- **Try it**
Print every one of the rows below word for word, keeping each line unchanged and in its original order.

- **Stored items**
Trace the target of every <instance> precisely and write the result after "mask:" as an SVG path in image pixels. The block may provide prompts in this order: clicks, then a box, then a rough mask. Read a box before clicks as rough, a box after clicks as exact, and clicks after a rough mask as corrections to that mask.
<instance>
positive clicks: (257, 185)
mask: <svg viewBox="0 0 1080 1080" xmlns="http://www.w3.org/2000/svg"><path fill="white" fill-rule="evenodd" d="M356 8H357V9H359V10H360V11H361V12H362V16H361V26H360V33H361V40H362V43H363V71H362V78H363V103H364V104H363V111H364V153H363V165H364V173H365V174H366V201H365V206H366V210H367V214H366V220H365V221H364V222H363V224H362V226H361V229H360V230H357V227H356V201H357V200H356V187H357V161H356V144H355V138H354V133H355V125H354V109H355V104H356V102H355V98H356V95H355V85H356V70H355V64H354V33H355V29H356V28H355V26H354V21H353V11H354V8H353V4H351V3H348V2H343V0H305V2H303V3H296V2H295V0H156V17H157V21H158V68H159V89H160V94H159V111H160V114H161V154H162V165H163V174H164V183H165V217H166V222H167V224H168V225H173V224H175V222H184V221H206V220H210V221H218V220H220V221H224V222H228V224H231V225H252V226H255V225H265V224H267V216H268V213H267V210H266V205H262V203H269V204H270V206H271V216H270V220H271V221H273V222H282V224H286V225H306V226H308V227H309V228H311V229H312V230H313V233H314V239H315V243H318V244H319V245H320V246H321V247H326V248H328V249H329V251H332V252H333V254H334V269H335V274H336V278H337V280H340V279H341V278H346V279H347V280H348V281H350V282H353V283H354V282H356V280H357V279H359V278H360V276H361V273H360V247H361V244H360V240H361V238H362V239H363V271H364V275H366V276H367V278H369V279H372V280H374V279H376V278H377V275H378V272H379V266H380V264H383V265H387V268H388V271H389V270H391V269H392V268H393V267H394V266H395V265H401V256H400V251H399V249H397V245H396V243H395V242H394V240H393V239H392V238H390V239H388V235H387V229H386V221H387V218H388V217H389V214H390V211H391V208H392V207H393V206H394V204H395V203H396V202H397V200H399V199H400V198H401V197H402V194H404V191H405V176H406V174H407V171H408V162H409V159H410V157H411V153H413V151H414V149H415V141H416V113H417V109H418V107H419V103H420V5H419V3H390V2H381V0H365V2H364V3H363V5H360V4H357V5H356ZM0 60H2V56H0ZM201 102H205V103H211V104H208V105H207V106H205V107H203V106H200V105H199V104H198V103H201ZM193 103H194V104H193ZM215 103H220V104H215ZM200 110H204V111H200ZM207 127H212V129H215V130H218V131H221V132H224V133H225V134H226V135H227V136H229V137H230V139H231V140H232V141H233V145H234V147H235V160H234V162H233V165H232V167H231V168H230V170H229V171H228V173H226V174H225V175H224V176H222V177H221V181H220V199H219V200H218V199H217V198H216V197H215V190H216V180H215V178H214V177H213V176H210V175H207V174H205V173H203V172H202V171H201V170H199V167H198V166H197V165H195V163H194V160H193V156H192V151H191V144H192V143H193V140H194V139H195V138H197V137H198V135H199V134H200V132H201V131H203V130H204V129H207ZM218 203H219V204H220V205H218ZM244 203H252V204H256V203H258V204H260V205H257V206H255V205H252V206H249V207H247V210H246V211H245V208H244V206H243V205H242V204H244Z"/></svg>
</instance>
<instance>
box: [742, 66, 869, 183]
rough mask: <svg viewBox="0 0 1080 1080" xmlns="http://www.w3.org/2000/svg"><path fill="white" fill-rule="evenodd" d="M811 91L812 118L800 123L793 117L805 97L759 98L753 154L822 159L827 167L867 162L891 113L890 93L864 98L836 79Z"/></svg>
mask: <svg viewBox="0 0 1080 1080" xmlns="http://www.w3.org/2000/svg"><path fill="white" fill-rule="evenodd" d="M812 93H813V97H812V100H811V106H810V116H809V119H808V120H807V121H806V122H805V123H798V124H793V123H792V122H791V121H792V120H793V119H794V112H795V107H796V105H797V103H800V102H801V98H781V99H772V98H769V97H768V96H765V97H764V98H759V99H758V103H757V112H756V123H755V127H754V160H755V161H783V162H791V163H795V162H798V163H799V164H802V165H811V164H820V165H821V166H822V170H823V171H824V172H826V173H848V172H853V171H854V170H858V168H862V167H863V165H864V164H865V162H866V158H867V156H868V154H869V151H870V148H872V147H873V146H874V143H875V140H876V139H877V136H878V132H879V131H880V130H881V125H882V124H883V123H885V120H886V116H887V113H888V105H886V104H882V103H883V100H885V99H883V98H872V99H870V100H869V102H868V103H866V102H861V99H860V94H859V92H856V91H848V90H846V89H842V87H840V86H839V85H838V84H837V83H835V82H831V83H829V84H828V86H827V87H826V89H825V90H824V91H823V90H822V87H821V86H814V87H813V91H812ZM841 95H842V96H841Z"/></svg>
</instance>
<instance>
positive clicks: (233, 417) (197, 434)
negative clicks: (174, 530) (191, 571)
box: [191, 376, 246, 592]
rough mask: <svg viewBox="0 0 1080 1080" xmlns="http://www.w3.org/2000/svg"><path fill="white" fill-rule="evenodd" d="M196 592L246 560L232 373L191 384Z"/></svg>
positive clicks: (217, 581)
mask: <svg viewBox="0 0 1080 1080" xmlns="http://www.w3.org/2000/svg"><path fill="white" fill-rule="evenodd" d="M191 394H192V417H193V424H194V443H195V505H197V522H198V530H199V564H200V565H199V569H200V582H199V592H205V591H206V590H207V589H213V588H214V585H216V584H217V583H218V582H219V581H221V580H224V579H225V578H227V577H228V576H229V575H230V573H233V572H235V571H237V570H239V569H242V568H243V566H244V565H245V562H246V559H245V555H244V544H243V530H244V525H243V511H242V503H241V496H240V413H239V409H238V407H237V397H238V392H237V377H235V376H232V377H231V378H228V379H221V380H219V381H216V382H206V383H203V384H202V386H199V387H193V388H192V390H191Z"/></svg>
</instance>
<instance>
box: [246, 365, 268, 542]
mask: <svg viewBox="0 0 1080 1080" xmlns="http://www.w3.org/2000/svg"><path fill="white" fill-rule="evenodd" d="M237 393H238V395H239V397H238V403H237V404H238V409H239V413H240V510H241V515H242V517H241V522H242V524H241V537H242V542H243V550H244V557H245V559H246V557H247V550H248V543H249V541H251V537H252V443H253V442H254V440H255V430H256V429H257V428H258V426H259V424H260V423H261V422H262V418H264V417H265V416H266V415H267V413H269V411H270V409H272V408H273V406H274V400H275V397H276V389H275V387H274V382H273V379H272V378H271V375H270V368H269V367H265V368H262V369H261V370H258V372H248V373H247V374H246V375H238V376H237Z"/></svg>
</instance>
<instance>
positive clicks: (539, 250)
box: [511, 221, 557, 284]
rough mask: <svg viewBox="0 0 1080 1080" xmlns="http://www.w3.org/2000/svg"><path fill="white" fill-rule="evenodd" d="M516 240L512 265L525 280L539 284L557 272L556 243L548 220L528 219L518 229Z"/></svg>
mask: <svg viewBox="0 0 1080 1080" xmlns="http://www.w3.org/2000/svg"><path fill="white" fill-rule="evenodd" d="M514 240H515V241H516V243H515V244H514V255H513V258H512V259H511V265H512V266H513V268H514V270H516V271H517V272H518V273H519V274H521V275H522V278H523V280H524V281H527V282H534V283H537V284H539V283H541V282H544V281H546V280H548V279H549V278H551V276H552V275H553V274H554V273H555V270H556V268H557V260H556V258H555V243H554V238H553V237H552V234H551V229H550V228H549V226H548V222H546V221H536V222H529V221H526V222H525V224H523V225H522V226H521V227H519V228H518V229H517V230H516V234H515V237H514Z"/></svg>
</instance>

- **Task solution**
Trace the target of every <instance> precisely and write the result after "mask:" as an SVG path in image pixels. The block may provide prompts in this order: clicks, then a box, then a rough mask. Read a box before clicks as rough, a box after clicks as exact, and clicks after a rough mask as corrections to that mask.
<instance>
positive clicks: (257, 185)
mask: <svg viewBox="0 0 1080 1080" xmlns="http://www.w3.org/2000/svg"><path fill="white" fill-rule="evenodd" d="M356 8H357V9H359V10H360V11H361V12H362V16H361V26H360V33H361V40H362V43H363V71H362V78H363V103H364V104H363V111H364V153H363V165H364V173H365V174H366V201H365V206H366V210H367V214H366V220H365V221H364V222H363V224H362V226H361V229H360V230H357V227H356V201H357V200H356V187H357V161H356V144H355V138H354V133H355V125H354V109H355V104H356V102H355V98H356V95H355V85H356V70H355V64H354V33H355V29H356V28H355V26H354V21H353V11H354V8H353V4H351V3H348V2H343V0H305V2H303V3H296V2H295V0H156V17H157V21H158V68H159V89H160V94H159V111H160V114H161V154H162V165H163V174H164V183H165V217H166V222H167V224H168V225H173V224H175V222H184V221H206V220H210V221H218V220H220V221H224V222H228V224H231V225H252V226H255V225H265V224H267V216H268V213H267V210H266V205H262V203H269V204H270V206H271V216H270V220H271V221H273V222H282V224H286V225H306V226H308V227H309V228H311V229H312V230H313V233H314V239H315V243H318V244H319V245H320V246H321V247H326V248H328V249H329V251H332V252H333V254H334V269H335V274H336V278H337V280H340V279H341V278H346V279H347V280H348V281H350V282H353V283H354V282H356V280H357V279H359V278H360V276H361V273H360V247H361V244H360V240H361V238H362V239H363V271H364V275H366V276H367V278H369V279H372V280H374V279H376V278H377V275H378V272H379V266H380V264H383V265H387V268H388V271H389V270H391V269H392V268H393V267H394V266H395V265H401V256H400V251H399V249H397V245H396V243H395V242H394V240H393V239H392V238H390V239H388V235H387V229H386V221H387V218H388V217H389V214H390V211H391V208H392V207H393V206H394V204H395V203H396V202H397V200H399V199H400V198H401V197H402V194H404V191H405V176H406V174H407V171H408V162H409V159H410V157H411V153H413V151H414V149H415V141H416V113H417V109H418V107H419V103H420V5H419V3H390V2H381V0H365V2H364V3H363V5H360V4H357V5H356ZM0 60H2V56H0ZM201 102H205V103H211V104H208V105H207V106H205V107H203V106H200V105H199V104H198V103H201ZM193 103H194V104H193ZM215 103H220V104H215ZM200 110H204V111H200ZM207 127H212V129H215V130H218V131H221V132H224V133H225V134H226V135H227V136H229V137H230V139H231V140H232V141H233V145H234V147H235V160H234V162H233V165H232V167H231V168H230V170H229V171H228V173H226V174H225V175H224V176H222V177H221V181H220V199H219V200H218V199H217V198H216V197H215V190H216V180H215V178H214V177H213V176H210V175H207V174H205V173H203V172H202V171H201V170H199V167H198V166H197V165H195V163H194V160H193V156H192V151H191V144H192V143H193V140H194V139H195V138H197V137H198V135H199V134H200V132H201V131H203V130H204V129H207ZM218 203H219V204H220V205H218ZM244 203H252V204H256V203H258V204H260V205H257V206H255V205H252V206H249V207H247V210H246V211H245V208H244V206H243V205H242V204H244Z"/></svg>
</instance>
<instance>
box: [742, 66, 869, 183]
rough mask: <svg viewBox="0 0 1080 1080" xmlns="http://www.w3.org/2000/svg"><path fill="white" fill-rule="evenodd" d="M811 91L812 118L800 123L793 117L805 97L759 98L753 154L822 159L827 167L867 162L891 113L890 93L864 98L836 79Z"/></svg>
mask: <svg viewBox="0 0 1080 1080" xmlns="http://www.w3.org/2000/svg"><path fill="white" fill-rule="evenodd" d="M812 93H813V97H812V100H811V106H810V116H809V119H808V120H807V121H806V122H805V123H798V124H793V123H792V122H791V121H792V120H793V119H794V112H795V107H796V105H797V103H800V102H801V98H781V99H772V98H769V97H768V96H765V97H764V98H759V99H758V103H757V112H756V123H755V127H754V160H755V161H783V162H791V163H795V162H798V163H799V164H802V165H811V164H820V165H821V166H822V170H823V171H824V172H826V173H848V172H853V171H854V170H858V168H862V167H863V165H864V164H865V162H866V158H867V156H868V154H869V151H870V148H872V147H873V146H874V143H875V140H876V139H877V136H878V132H879V131H880V130H881V125H882V124H883V123H885V120H886V116H887V113H888V105H886V104H882V103H883V100H885V99H883V98H872V99H870V100H869V102H868V103H866V102H861V99H860V94H859V92H856V91H848V90H846V89H842V87H840V86H839V85H838V84H837V83H835V82H831V83H829V84H828V86H827V87H826V89H825V90H824V91H823V90H822V87H821V86H814V87H813V91H812ZM841 95H842V96H841Z"/></svg>
</instance>
<instance>
positive clicks: (233, 417) (197, 434)
negative clicks: (174, 530) (191, 571)
box: [191, 376, 246, 592]
rough mask: <svg viewBox="0 0 1080 1080" xmlns="http://www.w3.org/2000/svg"><path fill="white" fill-rule="evenodd" d="M196 592L246 560L232 373L191 384Z"/></svg>
positive clicks: (217, 581)
mask: <svg viewBox="0 0 1080 1080" xmlns="http://www.w3.org/2000/svg"><path fill="white" fill-rule="evenodd" d="M191 394H192V417H193V424H194V443H195V505H197V522H198V530H199V564H200V565H199V569H200V582H199V592H205V591H206V590H207V589H213V588H214V585H216V584H217V583H218V582H219V581H221V580H224V579H225V578H227V577H228V576H229V575H230V573H233V572H235V571H237V570H239V569H242V568H243V566H244V565H245V562H246V559H245V555H244V544H243V530H244V525H243V511H242V503H241V496H240V413H239V409H238V407H237V397H238V392H237V377H235V376H232V377H231V378H228V379H221V380H219V381H216V382H206V383H203V384H202V386H199V387H193V388H192V390H191Z"/></svg>
</instance>
<instance>
box: [246, 365, 268, 542]
mask: <svg viewBox="0 0 1080 1080" xmlns="http://www.w3.org/2000/svg"><path fill="white" fill-rule="evenodd" d="M237 393H238V395H239V397H238V403H237V404H238V409H239V413H240V510H241V515H242V517H241V522H242V524H241V537H242V542H243V550H244V557H245V559H246V557H247V550H248V543H249V541H251V537H252V443H253V442H254V440H255V430H256V429H257V428H258V426H259V424H260V423H261V422H262V418H264V417H265V416H266V415H267V413H269V411H270V409H272V408H273V406H274V400H275V397H276V389H275V387H274V382H273V379H272V378H271V375H270V368H269V367H265V368H262V369H261V370H258V372H248V373H247V374H246V375H238V376H237Z"/></svg>
</instance>
<instance>
positive clicks: (539, 250)
box: [511, 221, 557, 284]
rough mask: <svg viewBox="0 0 1080 1080" xmlns="http://www.w3.org/2000/svg"><path fill="white" fill-rule="evenodd" d="M516 240L512 265L525 280L539 284L557 272L556 243L548 220L528 219L518 229Z"/></svg>
mask: <svg viewBox="0 0 1080 1080" xmlns="http://www.w3.org/2000/svg"><path fill="white" fill-rule="evenodd" d="M514 240H515V241H516V243H515V244H514V255H513V258H512V259H511V265H512V266H513V268H514V270H516V271H517V272H518V273H519V274H521V275H522V278H523V280H524V281H527V282H534V283H537V284H539V283H541V282H544V281H546V280H548V279H549V278H551V276H552V275H553V274H554V273H555V270H556V268H557V260H556V258H555V243H554V238H553V237H552V234H551V229H550V228H549V226H548V222H546V221H536V222H529V221H526V222H525V224H523V225H522V226H521V227H519V228H518V229H517V230H516V234H515V237H514Z"/></svg>
</instance>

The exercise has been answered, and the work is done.